/---
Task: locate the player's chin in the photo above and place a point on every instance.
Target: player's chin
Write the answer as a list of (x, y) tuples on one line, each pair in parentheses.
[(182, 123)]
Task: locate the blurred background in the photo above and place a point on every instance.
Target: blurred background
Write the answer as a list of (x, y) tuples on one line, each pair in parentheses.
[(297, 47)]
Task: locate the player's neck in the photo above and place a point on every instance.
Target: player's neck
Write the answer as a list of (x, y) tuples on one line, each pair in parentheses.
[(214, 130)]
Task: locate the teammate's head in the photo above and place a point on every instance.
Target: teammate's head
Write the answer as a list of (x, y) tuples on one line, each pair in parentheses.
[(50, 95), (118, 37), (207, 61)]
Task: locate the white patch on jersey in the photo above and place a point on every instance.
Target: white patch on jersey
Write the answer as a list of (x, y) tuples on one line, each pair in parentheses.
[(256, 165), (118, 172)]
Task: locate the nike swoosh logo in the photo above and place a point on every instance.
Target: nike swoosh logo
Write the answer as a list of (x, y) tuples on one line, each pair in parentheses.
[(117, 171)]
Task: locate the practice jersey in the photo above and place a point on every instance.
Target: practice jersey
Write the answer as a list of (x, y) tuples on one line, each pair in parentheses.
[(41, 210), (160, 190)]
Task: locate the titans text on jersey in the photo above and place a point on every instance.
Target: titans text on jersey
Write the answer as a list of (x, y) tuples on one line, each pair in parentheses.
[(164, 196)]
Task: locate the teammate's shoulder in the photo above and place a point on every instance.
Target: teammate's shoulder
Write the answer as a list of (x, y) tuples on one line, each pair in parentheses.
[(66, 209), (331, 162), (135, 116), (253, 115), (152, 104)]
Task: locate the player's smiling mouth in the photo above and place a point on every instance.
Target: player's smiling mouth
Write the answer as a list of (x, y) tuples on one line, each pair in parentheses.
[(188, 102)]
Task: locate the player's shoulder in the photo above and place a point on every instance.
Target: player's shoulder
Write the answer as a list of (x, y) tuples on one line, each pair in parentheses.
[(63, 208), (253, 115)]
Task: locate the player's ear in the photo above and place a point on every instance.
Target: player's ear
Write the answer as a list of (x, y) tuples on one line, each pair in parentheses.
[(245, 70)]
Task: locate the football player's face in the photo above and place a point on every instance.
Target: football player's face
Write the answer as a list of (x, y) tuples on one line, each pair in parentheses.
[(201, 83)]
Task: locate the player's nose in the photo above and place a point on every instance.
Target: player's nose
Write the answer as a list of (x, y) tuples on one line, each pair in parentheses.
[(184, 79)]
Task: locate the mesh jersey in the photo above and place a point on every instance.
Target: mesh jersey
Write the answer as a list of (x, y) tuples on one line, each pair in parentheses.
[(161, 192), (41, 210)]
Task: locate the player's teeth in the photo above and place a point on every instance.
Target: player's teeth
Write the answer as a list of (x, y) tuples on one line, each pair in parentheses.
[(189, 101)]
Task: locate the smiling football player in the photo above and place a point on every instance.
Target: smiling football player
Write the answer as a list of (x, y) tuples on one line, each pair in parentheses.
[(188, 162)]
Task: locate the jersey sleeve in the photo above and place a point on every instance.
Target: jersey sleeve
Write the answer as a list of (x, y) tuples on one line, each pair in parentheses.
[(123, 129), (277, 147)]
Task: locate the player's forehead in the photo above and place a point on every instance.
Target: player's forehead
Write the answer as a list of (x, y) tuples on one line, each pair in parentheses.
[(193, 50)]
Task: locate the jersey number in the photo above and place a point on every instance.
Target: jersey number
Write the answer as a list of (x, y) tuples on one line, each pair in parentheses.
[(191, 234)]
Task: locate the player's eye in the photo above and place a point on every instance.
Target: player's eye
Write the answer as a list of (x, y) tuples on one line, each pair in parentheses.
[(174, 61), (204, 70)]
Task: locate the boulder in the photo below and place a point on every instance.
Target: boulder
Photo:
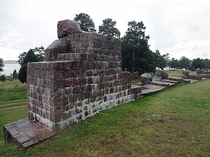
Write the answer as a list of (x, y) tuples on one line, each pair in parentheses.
[(198, 71), (58, 46), (185, 74), (67, 27), (146, 78), (160, 74)]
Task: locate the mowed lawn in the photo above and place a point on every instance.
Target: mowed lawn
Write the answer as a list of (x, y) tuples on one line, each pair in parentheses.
[(174, 122)]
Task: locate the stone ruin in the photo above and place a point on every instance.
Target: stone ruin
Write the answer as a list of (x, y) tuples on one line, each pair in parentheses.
[(159, 75), (81, 76)]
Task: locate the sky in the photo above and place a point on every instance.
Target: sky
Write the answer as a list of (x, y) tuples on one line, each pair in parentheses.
[(177, 27)]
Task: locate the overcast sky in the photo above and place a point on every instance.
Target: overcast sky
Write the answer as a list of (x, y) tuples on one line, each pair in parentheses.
[(178, 27)]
\---
→ **EXERCISE OBJECTIVE**
Reproduce all of the records above word for word, leaving out the pictures.

→ **SOLUTION**
Task: locate the player's chin in the photo above and place a point on every instance.
Target: player's chin
Write the answer as a list of (x, y) tuples on one line, each pair in parentheses.
[(182, 123)]
Task: locate the blurred background in the photo above and place a point on every instance.
Target: blurred background
Write the answer as a list of (x, y) tuples on one line, each pair in parentheses.
[(297, 47)]
Task: locate the player's neck in the photo above and place a point on every instance.
Target: player's neck
Write the answer as a list of (x, y) tuples on one line, each pair in parentheses.
[(214, 130)]
Task: locate the teammate's head in the photo above and place a point on every instance.
Target: teammate's head
Write the answer as a list of (x, y) tuples on one line, each pair in parentheses.
[(50, 95), (118, 37), (207, 61)]
Task: locate the white patch on jersey in the photo above and place a point on every instance.
Target: white patch on jersey
Write the answer as a list of (x, y) tuples on one line, each pair in parentheses.
[(256, 165), (118, 172)]
Task: locate the nike swoosh logo in the photo above and place a point on every instance.
Target: nike swoosh logo
Write the answer as a list of (x, y) tuples on one line, each pair in parentheses.
[(117, 171)]
Task: locate the practice jersey in the photo above and place a point on every instance.
Target: practice jersey
Write the answer as a list of (x, y) tuples on one line, each pair in parentheses.
[(41, 210), (160, 190)]
Task: locate the titans text on jersey in the photo above and place a point on every instance.
Target: titans text on jersey
Write the answer as a list of (x, y) tuples on one line, each pair in parentheses.
[(164, 196)]
Task: locate the teammate's shoulder in the photo above and place a point on every instance.
Target: teammate's shoulder
Write the answer as a list of (x, y) tuples on one line, each pair in parentheses.
[(66, 209), (331, 162), (135, 116), (253, 115), (152, 104)]
Task: locate the player's smiling mouth in the photo above and place a point on every instance.
Target: player's smiling mouth
Write the answer as a list of (x, y) tuples on one line, each pair in parentheses.
[(188, 102)]
Task: locate the player's shoulder in the photo above and place a point on every instance.
Target: player's shoulder
Write the answer as a list of (x, y) tuples on one line, each pair in parentheses.
[(63, 208), (253, 115)]
Task: locate the player's ear in the photo above and place a point on every instance.
Target: player's ear
Write the answer as a list of (x, y) tuples on one line, each pair in parentheses.
[(245, 70)]
Task: locate the football player's face in the photo above and place a point on every instance.
Target: football player's face
Write the answer as a list of (x, y) tuples on one line, each pair in parentheses.
[(201, 83)]
Task: locate the player's nose in the photo above and place a point on every instance.
Target: player's nose
Write the answer as a list of (x, y) tuples on one line, each pair in parentheses.
[(184, 79)]
Task: locate the mesh jersey in the photo above and place a point on every instance.
Target: mesh jersey
Write the answer as a list of (x, y) tuples on one line, each pair in parentheses.
[(161, 192), (41, 210)]
Task: locate the player's teeth in the photo above and place a point on every instance.
Target: player's teeth
Write the answer as a list of (x, y) tuples on one line, each pair in parentheses.
[(189, 101)]
Task: locate the smiling football player in the photo above and place a point on every instance.
Target: smiling football player
Write the answer as a list of (x, y) tuples on one line, each pair in parentheses.
[(188, 162)]
Task: locate the jersey sleeve in the photo above and place a point on every instance.
Target: jersey sleeve
Write the answer as a list of (x, y) tuples on one line, each pair in parentheses.
[(123, 129), (277, 147)]
Task: locate the player's forehead in the photo above and place a point on every instance.
Target: player's forehead
Write the answer as a list of (x, y) tuples on one line, each pair in parentheses.
[(193, 50)]
Task: locate the jersey number in the photo above and place a point on every instance.
Target: jersey number
Write the answer as a list of (x, y) tuples on one line, each pair in parentheses.
[(191, 234)]
Task: locate the player's eye in the photo above and place a point on every instance.
Target: player's eye
Write the answer as a list of (x, y) tuples on one line, each pair in parentheses.
[(174, 61), (204, 70)]
Task: locate the boulder in the photo below and place a point on every instance.
Target: boulder
Photo:
Write the answer as a list of (x, y) tuples on one line, each pair in parentheses.
[(198, 71), (58, 46), (185, 74), (67, 27), (146, 78), (160, 74)]
Task: locate the mowed lawn in the photo above and place a point on every instance.
Target: mowed lawn
Write the answer as a list of (x, y) tuples on one line, each pair in parentheses.
[(174, 122)]
Task: locate the stone ruin in the photo above and place a point on every instance.
Target: stone ruin
Write the answer as a list of (x, y) tuples on one line, each pair in parentheses.
[(159, 75), (81, 76)]
Task: locate the sky in the photo above and place a point on every instance.
Target: sky
Write the answer as a list of (x, y) tuples on one line, each pair in parentheses.
[(177, 27)]
Task: locate the overcast sky in the photo above and place a point on every instance.
Target: overcast sky
Write the answer as a list of (x, y) tuples on one line, each pair in parentheses.
[(178, 27)]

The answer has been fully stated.